**WRITTEN PROBLEM**
Output each of the following items again word for word, with every line kept as it is.

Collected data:
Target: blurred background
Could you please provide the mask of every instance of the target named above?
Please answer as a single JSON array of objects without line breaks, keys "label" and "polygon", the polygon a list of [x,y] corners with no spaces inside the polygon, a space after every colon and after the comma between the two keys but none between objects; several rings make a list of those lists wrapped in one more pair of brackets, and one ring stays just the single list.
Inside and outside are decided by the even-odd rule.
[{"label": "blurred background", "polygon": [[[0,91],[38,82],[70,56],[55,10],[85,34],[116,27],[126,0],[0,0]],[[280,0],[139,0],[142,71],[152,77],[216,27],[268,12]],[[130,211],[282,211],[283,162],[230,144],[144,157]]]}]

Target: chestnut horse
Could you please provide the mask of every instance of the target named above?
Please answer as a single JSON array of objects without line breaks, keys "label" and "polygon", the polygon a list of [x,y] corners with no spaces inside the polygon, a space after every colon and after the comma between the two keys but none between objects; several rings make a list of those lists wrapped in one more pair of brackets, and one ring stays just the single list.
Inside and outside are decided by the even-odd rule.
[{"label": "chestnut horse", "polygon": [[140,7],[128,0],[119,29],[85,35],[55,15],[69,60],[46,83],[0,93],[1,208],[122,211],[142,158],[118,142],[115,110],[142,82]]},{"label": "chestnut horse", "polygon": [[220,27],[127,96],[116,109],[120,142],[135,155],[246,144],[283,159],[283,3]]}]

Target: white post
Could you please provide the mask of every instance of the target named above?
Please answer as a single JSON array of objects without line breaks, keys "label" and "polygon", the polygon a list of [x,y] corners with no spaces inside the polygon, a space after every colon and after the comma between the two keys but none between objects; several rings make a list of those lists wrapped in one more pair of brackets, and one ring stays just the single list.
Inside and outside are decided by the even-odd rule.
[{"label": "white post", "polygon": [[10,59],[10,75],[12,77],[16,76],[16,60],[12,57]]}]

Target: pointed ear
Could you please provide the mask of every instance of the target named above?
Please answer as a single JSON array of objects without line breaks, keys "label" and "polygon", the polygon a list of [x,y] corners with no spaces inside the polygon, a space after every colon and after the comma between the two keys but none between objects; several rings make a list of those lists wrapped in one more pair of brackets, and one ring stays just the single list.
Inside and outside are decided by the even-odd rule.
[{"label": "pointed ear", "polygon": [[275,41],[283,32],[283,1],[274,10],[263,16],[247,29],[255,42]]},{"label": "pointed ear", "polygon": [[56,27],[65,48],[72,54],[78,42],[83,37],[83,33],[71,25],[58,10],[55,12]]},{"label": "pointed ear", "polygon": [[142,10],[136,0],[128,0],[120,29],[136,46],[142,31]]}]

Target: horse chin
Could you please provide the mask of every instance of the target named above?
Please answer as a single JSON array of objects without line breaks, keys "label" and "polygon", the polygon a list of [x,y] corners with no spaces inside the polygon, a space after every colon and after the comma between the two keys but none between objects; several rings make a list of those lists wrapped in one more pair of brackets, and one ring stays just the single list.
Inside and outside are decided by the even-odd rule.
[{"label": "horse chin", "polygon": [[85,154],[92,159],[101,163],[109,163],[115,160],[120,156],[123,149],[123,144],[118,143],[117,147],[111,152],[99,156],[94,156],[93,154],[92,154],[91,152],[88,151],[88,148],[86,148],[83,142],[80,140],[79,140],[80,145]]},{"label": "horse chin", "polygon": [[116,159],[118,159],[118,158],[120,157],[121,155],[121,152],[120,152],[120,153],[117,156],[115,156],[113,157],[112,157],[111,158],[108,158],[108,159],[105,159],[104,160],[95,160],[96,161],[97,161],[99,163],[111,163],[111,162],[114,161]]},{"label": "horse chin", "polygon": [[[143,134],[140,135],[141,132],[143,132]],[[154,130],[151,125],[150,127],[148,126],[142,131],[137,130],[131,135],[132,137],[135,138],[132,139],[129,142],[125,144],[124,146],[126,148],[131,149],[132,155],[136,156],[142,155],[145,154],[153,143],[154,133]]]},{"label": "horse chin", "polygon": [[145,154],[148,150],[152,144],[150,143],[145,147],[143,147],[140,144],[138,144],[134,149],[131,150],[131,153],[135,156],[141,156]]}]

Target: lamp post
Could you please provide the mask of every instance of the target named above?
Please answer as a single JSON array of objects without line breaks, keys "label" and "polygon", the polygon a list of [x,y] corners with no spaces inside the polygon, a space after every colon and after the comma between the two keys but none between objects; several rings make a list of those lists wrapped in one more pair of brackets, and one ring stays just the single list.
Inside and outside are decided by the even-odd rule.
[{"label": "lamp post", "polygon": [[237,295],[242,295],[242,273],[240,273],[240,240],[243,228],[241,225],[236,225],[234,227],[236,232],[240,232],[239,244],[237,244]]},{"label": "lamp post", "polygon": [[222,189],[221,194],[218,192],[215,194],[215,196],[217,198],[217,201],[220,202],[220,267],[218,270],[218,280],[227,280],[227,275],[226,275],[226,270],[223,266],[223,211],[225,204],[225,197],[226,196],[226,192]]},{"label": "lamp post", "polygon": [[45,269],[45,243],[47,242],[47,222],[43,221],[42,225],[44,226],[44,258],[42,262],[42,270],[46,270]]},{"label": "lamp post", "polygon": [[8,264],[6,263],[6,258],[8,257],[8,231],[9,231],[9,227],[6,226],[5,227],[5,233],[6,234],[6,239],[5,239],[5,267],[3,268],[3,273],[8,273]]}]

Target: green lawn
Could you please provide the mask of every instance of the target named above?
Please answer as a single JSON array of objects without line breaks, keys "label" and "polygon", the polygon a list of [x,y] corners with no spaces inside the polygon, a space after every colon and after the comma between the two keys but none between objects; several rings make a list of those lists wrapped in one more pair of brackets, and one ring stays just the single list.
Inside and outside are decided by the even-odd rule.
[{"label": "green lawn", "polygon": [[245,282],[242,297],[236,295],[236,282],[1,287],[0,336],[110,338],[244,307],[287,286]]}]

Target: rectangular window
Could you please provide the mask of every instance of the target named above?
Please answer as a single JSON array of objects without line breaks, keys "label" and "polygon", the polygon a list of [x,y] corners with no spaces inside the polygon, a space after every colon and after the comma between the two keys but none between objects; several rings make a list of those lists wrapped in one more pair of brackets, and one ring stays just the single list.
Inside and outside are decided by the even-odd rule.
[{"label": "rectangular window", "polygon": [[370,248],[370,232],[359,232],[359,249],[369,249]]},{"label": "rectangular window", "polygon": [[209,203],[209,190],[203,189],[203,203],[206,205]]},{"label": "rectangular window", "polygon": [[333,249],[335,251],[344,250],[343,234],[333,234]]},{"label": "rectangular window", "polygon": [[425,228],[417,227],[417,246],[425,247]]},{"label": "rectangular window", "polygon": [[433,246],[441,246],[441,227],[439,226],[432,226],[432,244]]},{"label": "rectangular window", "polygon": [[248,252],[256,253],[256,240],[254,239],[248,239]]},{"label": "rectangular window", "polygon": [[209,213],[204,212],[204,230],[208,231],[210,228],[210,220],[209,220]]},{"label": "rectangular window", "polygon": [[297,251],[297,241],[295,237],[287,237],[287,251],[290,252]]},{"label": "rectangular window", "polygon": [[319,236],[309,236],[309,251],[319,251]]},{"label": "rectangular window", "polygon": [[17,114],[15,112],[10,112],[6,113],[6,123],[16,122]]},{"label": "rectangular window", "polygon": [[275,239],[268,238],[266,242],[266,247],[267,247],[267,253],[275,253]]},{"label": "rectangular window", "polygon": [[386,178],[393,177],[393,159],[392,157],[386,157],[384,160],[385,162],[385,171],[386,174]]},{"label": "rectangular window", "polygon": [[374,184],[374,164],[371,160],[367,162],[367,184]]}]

**SOLUTION FOR THIS EXERCISE**
Target: blurred background
Could you please provide the mask of every instance of the target named above?
Please answer as a single JSON array of objects without line breaks, keys "label" and "polygon", the polygon a list of [x,y] corners with no spaces inside the polygon, a space after every colon and after the comma between the two keys but none between objects; several rings make a list of those lists wrapped in one more pair of brackets, and one ring stays just the single list.
Inside and outside are decided by the even-odd rule.
[{"label": "blurred background", "polygon": [[[0,91],[38,82],[70,56],[55,10],[85,34],[116,27],[126,0],[0,0]],[[280,0],[139,0],[142,71],[152,77],[216,27],[268,12]],[[130,211],[282,211],[283,162],[230,144],[144,157]]]}]

Target: chestnut horse
Could you please provide the mask of every instance of the target named above?
Please answer as a single JSON array of objects without line breaks, keys "label" and "polygon", the polygon a list of [x,y] corners with no spaces inside the polygon, a space after every colon and after the comma between the two keys but none between objects; several rings make a list of those lists wrapped in one more pair of brackets, and one ring stays just the single list.
Inside and outside are decided by the even-odd rule.
[{"label": "chestnut horse", "polygon": [[140,7],[128,0],[119,29],[85,35],[55,15],[69,60],[46,83],[0,93],[1,208],[122,211],[142,158],[118,142],[115,110],[142,82]]},{"label": "chestnut horse", "polygon": [[220,27],[127,96],[116,109],[120,142],[135,155],[246,144],[283,159],[283,3]]}]

Target: white post
Could you please provide the mask of every instance of the target named above?
Please answer as a single JSON array of objects without line breaks, keys "label" and "polygon", the polygon a list of [x,y] corners with no spaces inside the polygon, a space after every colon and after the comma between the two keys but none between objects; several rings make a list of those lists wrapped in one more pair of brackets, and one ring stays just the single list.
Inside and outside are decided by the even-odd rule.
[{"label": "white post", "polygon": [[10,59],[10,75],[12,77],[16,76],[16,60],[12,57]]}]

Target: pointed ear
Could you please provide the mask of every instance of the target named above?
Please answer as a single JSON array of objects without line breaks, keys "label" and "polygon", the polygon a list of [x,y] corners with no spaces inside the polygon, a space after every colon and after the comma between the two keys but none between objects; several rings make a list of those lists wrapped in one more pair of brackets, and one ring stays just the single list.
Inside and outside are decided by the even-odd rule.
[{"label": "pointed ear", "polygon": [[275,41],[283,32],[283,1],[274,10],[263,16],[247,29],[255,42]]},{"label": "pointed ear", "polygon": [[56,27],[65,48],[72,54],[78,42],[83,37],[83,33],[71,25],[58,10],[55,12]]},{"label": "pointed ear", "polygon": [[142,10],[136,0],[128,0],[120,29],[136,46],[142,31]]}]

Target: horse chin
Could you please provide the mask of every instance of the target named above?
Please answer as a single JSON array of objects without line breaks, keys "label" and "polygon", the polygon a list of [x,y] corners with no spaces inside the polygon, a space after every colon and after the comma between the two keys but none between objects; several rings make a list of those lists wrapped in one more pair of brackets, and one ring stays just the single list.
Inside and outside are decided by the even-odd rule.
[{"label": "horse chin", "polygon": [[85,154],[92,159],[101,163],[109,163],[115,160],[120,156],[123,149],[123,144],[118,143],[117,147],[111,152],[99,156],[94,156],[93,154],[92,154],[91,152],[88,151],[88,148],[86,148],[83,142],[80,140],[79,140],[80,145]]},{"label": "horse chin", "polygon": [[116,159],[118,159],[118,158],[120,157],[121,155],[121,152],[120,152],[120,153],[117,156],[115,156],[113,157],[112,157],[111,158],[108,158],[108,159],[105,159],[104,160],[95,160],[96,161],[97,161],[99,163],[111,163],[111,162],[114,161]]},{"label": "horse chin", "polygon": [[[143,134],[140,135],[141,132],[143,132]],[[154,130],[151,125],[150,127],[148,126],[142,131],[137,130],[131,135],[132,137],[135,138],[132,139],[129,142],[125,144],[124,146],[126,148],[131,149],[132,155],[136,156],[142,155],[145,154],[153,143],[154,133]]]},{"label": "horse chin", "polygon": [[145,154],[148,150],[152,144],[150,143],[145,147],[143,147],[140,144],[138,144],[134,149],[131,150],[131,153],[135,156],[141,156]]}]

Target: lamp post
Could you please provide the mask of every instance of the target named above?
Please answer as a single JSON array of objects without line breaks, keys "label" and "polygon", the polygon a list of [x,y] corners with no spaces inside the polygon, a space after every colon and after the comma between the two keys but none between objects; several rings make a list of those lists wrapped in one more pair of brackets, and one ring stays just the single list.
Inside and outside are decided by the even-odd rule.
[{"label": "lamp post", "polygon": [[237,295],[242,295],[242,273],[240,273],[240,240],[243,228],[241,225],[236,225],[234,227],[236,232],[240,232],[239,244],[237,244]]},{"label": "lamp post", "polygon": [[222,189],[221,194],[218,192],[215,194],[215,196],[217,198],[217,201],[220,202],[220,267],[218,270],[218,280],[227,280],[227,275],[226,275],[226,270],[223,266],[223,211],[225,204],[225,197],[226,196],[226,192]]},{"label": "lamp post", "polygon": [[45,269],[45,243],[47,242],[47,222],[43,221],[42,225],[44,226],[44,258],[42,262],[42,270],[46,270]]},{"label": "lamp post", "polygon": [[8,264],[6,263],[6,258],[8,257],[8,231],[9,231],[9,227],[6,226],[5,227],[5,233],[6,234],[6,239],[5,239],[5,267],[3,268],[3,273],[8,273]]}]

Target: green lawn
Could you please provide the mask of every instance of the target named above?
Please answer as a single JSON array of objects without line breaks, keys "label" and "polygon", the polygon a list of [x,y] corners with no spaces inside the polygon, a space after every colon and after the comma between the two keys but none between objects; several rings make a list of those lists wrapped in one more pair of brackets, and one ring stays just the single list.
Inside and outside are decided by the even-odd rule.
[{"label": "green lawn", "polygon": [[245,282],[242,297],[236,295],[236,282],[1,287],[0,336],[110,338],[244,307],[287,286]]}]

Target: rectangular window
Could you please provide the mask of every instance of the target named above?
Please answer as a single JSON array of objects without line breaks, keys "label" and "polygon", the polygon a list of [x,y] corners with no spaces inside the polygon, a space after every colon and after the comma between the two keys but none between objects; several rings make a list of those lists wrapped in one more pair of brackets, and one ring stays just the single list.
Inside and outside are decided by the even-odd rule.
[{"label": "rectangular window", "polygon": [[370,248],[370,232],[359,232],[359,249],[369,249]]},{"label": "rectangular window", "polygon": [[209,203],[209,190],[203,189],[203,203],[206,205]]},{"label": "rectangular window", "polygon": [[333,249],[335,251],[344,250],[343,234],[333,234]]},{"label": "rectangular window", "polygon": [[425,228],[417,227],[417,246],[425,247]]},{"label": "rectangular window", "polygon": [[433,246],[441,246],[441,227],[439,226],[432,226],[432,244]]},{"label": "rectangular window", "polygon": [[248,252],[256,253],[256,240],[254,239],[248,239]]},{"label": "rectangular window", "polygon": [[209,213],[204,212],[204,230],[208,231],[210,228],[210,220],[209,220]]},{"label": "rectangular window", "polygon": [[297,251],[297,241],[295,237],[287,237],[287,251],[290,252]]},{"label": "rectangular window", "polygon": [[319,236],[309,236],[309,251],[319,251]]},{"label": "rectangular window", "polygon": [[17,114],[15,112],[10,112],[6,113],[6,123],[16,122]]},{"label": "rectangular window", "polygon": [[275,239],[268,238],[266,242],[266,247],[267,247],[267,253],[275,253]]},{"label": "rectangular window", "polygon": [[386,178],[393,177],[393,159],[392,157],[386,157],[384,160],[385,162],[385,171],[386,174]]},{"label": "rectangular window", "polygon": [[374,184],[374,164],[371,160],[367,162],[367,184]]}]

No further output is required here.